begin Document text
A building permit was granted to the Buffalo Electric Company on July 26, 1911 for the construction of a steel, brick, and terracotta building. The architectural firm of Esenwein and Johnson was chosen to design an interpretation of the Electric Tower that was showcased at the Pan-American Exposition. The architects had previously designed the Temple of Music at the Exposition, the building where President McKinley had been shot some ten years prior. Esenwein, who had done his architectural training in Europe, and Johnson, who had come to Buffalo from the office of McKim, Mead, and White, where he specialized in ornament, chose the Beaux Art style of architecture for the new tower. The classical style, which has its roots in the Parisian school, the Ecole des Beaux Arts, emphasized the use of symmetry, hierarchy of space, and the use of pictorial details that distinguishes it from its neoclassical counterparts. Disciples of the Beaux Art style studied the great buildings of antiquity and incorporated their designs into modem expressions using the technology of the day.
end Document text
■ **Required actions**
(A) Summarize the passage on the Buffalo Electric Company building in two sentences.
(B) Please pick up the passage on the Buffalo Electric Company building at the point where it stops.
The data comes from a different source than the text.
begin Listed records
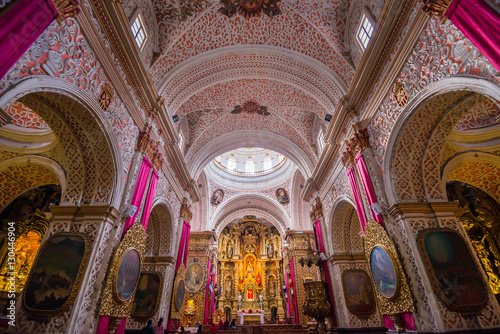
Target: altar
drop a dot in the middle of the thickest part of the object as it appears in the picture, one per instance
(255, 317)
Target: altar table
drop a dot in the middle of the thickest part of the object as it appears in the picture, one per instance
(247, 318)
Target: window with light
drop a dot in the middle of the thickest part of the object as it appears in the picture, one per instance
(139, 32)
(365, 31)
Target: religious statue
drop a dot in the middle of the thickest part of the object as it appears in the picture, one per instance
(270, 250)
(228, 286)
(250, 267)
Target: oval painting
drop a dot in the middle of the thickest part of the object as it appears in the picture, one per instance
(195, 276)
(384, 272)
(128, 274)
(179, 295)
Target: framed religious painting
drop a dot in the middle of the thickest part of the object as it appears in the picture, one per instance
(384, 272)
(358, 293)
(147, 296)
(282, 196)
(195, 277)
(455, 276)
(127, 274)
(56, 275)
(217, 197)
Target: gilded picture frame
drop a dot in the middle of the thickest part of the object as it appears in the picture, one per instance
(439, 249)
(117, 271)
(195, 276)
(381, 272)
(352, 285)
(142, 294)
(55, 245)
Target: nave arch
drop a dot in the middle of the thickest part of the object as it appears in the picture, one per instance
(250, 138)
(416, 151)
(90, 157)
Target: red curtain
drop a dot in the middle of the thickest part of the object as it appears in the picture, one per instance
(140, 187)
(321, 246)
(20, 27)
(367, 186)
(351, 174)
(149, 200)
(480, 23)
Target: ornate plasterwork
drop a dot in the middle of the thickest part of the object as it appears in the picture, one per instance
(402, 301)
(212, 30)
(249, 138)
(253, 204)
(251, 62)
(442, 52)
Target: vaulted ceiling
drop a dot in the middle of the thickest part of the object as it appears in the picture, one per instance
(292, 58)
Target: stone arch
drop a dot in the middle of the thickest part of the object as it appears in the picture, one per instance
(91, 152)
(20, 174)
(480, 170)
(417, 141)
(248, 138)
(243, 205)
(345, 230)
(160, 231)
end Listed records
■ **Task answers**
(A) On July 26, 1911, the Buffalo Electric Company received a permit for a steel, brick, and terracotta building, and Esenwein and Johnson were chosen to design an interpretation of the Electric Tower shown at the Pan-American Exposition. The architects chose the Beaux Art style, a classical style rooted in the Ecole des Beaux Arts that emphasized symmetry, hierarchy of space, and pictorial details.

(B)
The architects were additionally inspired by the Pharos Lighthouse in Alexandria, once one of the Seven Wonders of the World and lost in the thirteenth century. The combination of a tower of antiquity and the association with the Electric Tower made for a fine expression of the Beaux Art taste and synergized the two buildings into a modern architectural expression. The use of fine cut and polished stone and marble in the construction of buildings in the Beaux Art style added considerably to the cost. Esenwein and Johnson opted to use glazed white terra cotta, which reduced the overall cost. The glazed material enhanced the style by providing reflective surfaces that were further highlighted by electric floodlights designed by Buffalo General Electric lighting engineer W. D’ Arey Ryan.



In 1912, the General Electric Tower consisted of an octagonal tower of fourteen stories plus cupola and a four story wing projecting on the Huron Street side of the tower. Both the tower and wing exhibited belt courses, decorative spandrels, grouped windows with molded window hoods and deep cornices. The tower was further articulated with foliated swags and clusters, pilasters and radiating brackets at the upper levels. The eye was further brought to the top by the three level cupola or lantern on which all of these forms were lavished, culminating in a large metal sphere topped by antennae.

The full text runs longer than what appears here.